__Haber__
Hilal Kaplan'dan Davutoğlu'nun fahri danışmanına sert yanıt: "Utanmadan..."
AKP için olağanüstü kongre tarihi olan 22 Mayıs’ın “ulusal bayram” olarak kutlanmasını öneren Başbakan Ahmet Davutoğlu'nun fahri başdanışmanı Etyen Mahçupyan'a, Sabah gazetesi yazarı Hilal Kaplan'dan yanıt geldi.
AKP için olağanüstü kongre tarihi olan 22 Mayıs’ın “ulusal
bayram” olarak kutlanmasını öneren Başbakan Ahmet Davutoğlu'nun
fahri başdanışmanı Etyen Mahçupyan'a, Sabah gazetesi yazarı Hilal
Kaplan'dan yanıt geldi.
Mahçupyan'ın 22 Mayıs kongre gününü bayram ilan etmek gerektiğini,
çünkü halkın benimseyemediği 'gayri meşru' işlerin yapıldığı
günlerin devlet tarafından ancak 'bayram' olarak ilan edilince
kanıksamaya yol açacağını sözlediğini hatırlatan Hilal Kaplan,
Mahçupyan için "Utanmadan, Başbakan ve bakanların asılmasına yol
açan 27 Mayıs darbesi ile 4 Mayıs gününü kıyaslamayı da ihmal
etmedi." ifadelerini kullandı.

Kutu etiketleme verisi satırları
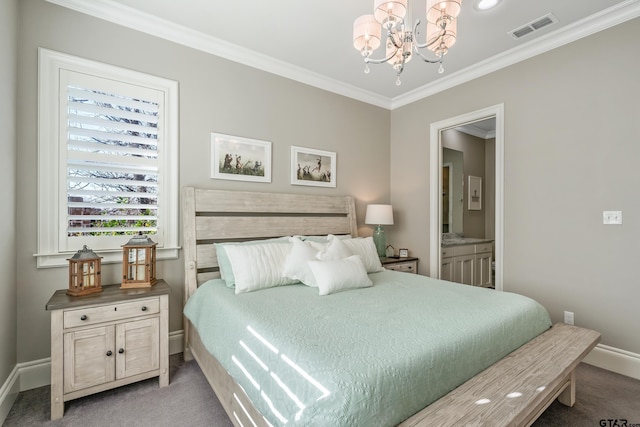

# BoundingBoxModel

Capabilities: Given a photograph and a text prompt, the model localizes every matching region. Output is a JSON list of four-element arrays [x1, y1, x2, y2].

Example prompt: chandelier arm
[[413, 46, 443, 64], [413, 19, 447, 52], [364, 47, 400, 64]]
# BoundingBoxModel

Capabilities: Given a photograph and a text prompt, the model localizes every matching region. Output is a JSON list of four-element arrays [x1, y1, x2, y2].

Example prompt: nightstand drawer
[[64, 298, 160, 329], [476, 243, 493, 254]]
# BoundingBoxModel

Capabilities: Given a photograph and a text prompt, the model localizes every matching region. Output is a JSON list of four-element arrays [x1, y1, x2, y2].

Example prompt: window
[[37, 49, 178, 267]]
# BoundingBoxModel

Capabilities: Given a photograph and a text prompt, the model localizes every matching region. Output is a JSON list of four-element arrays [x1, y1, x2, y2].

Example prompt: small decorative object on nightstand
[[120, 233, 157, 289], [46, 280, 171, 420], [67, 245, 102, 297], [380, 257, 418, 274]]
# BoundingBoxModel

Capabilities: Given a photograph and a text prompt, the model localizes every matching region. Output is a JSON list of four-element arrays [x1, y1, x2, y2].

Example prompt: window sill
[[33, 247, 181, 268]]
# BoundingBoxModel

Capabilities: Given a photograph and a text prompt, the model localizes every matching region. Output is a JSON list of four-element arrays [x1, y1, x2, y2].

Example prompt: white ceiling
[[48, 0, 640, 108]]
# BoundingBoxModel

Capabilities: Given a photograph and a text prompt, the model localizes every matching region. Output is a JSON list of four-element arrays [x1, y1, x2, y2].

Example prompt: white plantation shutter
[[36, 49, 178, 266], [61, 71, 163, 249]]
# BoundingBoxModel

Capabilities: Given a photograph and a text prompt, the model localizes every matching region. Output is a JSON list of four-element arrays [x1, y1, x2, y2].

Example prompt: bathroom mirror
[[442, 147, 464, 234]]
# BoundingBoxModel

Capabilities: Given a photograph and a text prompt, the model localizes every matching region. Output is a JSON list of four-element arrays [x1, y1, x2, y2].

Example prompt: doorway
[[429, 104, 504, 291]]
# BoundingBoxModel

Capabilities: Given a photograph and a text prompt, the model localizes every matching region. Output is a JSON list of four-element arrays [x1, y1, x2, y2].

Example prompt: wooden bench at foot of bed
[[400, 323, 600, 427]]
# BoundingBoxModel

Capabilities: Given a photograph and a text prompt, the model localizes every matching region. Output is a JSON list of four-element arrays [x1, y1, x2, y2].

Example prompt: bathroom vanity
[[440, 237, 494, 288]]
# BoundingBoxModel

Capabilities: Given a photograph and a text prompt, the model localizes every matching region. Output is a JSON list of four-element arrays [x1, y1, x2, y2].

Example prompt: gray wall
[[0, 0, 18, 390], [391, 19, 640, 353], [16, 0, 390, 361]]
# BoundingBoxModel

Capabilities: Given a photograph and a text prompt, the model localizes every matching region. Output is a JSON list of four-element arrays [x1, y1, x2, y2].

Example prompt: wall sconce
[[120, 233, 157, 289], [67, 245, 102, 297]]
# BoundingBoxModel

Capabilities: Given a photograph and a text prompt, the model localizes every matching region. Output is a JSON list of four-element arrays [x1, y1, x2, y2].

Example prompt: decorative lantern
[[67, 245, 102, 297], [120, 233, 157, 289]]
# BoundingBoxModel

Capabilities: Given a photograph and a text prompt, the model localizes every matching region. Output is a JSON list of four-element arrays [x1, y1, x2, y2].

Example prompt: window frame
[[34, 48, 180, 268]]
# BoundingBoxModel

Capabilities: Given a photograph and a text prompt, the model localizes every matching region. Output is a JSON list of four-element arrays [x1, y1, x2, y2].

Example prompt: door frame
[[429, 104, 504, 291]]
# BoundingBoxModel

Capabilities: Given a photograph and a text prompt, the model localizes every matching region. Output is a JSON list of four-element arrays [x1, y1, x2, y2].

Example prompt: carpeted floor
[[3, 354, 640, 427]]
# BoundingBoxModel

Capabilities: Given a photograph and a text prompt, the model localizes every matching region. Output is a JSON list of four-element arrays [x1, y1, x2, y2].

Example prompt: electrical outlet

__Çalışma Görevleri__
#1 Haberde "AKP için olağanüstü kongre tarihi" sözleriyle başlayan paragrafı, ana bilgileri kaybolmayacak biçimde madde madde yazın.
#2 Haberden yararlanarak aşağıdaki soruları yanıtlayın:
(a) Hilal Kaplan hangi gazetede yazıyor?
(b) Mahçupyan'a göre halkın benimseyemediği "gayri meşru" işlerin yapıldığı günler, devlet tarafından "bayram" ilan edilince neye yol açar?
(c) Kaplan'ın sözlerine göre 27 Mayıs darbesi neye yol açtı?
#3 Hilal Kaplan'ın Mahçupyan'a verdiği yanıtı anlatan haberi, son cümlesinden itibaren sürdürün.

__Yazılı Yanıtlar__
#1
- Başbakan Ahmet Davutoğlu'nun fahri başdanışmanı Etyen Mahçupyan, 22 Mayıs'ın "ulusal bayram" olarak kutlanmasını önerdi.
- 22 Mayıs, AKP'nin olağanüstü kongre tarihidir.
- Sabah gazetesi yazarı Hilal Kaplan, Mahçupyan'a yanıt verdi.

#2
(a) Sabah gazetesinde.
(b) Kanıksamaya.
(c) Başbakan ve bakanların asılmasına.

#3
Davutoğlu'nun gidişinin "meşru" olduğunu söyleyen Kaplan şöyle
devam etti:
"Öncelikle Davutoğlu'nun gidişini imleyecek bir gün varsa, bu kendi
partisinin yönetici kademesinin genel başkanlarını 'yetkisiz'
bıraktıkları 29 Nisan günü olmalıdır. Yapılan iş de gayrimeşru
değildir. Bilakis partinin seçilmiş kadroları meşru biçimde
verdikleri yetkiyi, yine meşru yollarla geri almışlardır. Ancak
belli ki, işlerine gelince parti içi demokrasiye methiye düzenler,
bunu 'darbe' olarak nitelemekten de, darbe kavramının içini
sulandırmaktan da, olmayan bir 'güven krizi' oluşturmaya
çalışmaktan da geri durmayacaklar."
Mahçupyan'ın Davutoğlu'nun gidişine kimlerin üzüldüğü ile ilgili
söylediği "Çoğunlukla iyi eğitimli, kentli, orta üst sınıf, yeni
kuşak, küresel niteliklere haiz muhafazakarlar. Toplam nüfusun en
fazla yüzde 5’i, pek pek 7-8’i…” sözlerine de yanıt veren Hilal
Kaplan, "Bu durumda evrenseli değil millî olanı, küresel değil
yerli olanı önceleyen, az eğitimli, köylü, alt sınıf olan 'Hasolar,
Memolar' Erdoğan'a daha yakınlar, geri kalanlar Davutoğlu'na... Bu
ayrımın AK Parti'de somut bir karşılığı yok." ifadelerini
kullandı.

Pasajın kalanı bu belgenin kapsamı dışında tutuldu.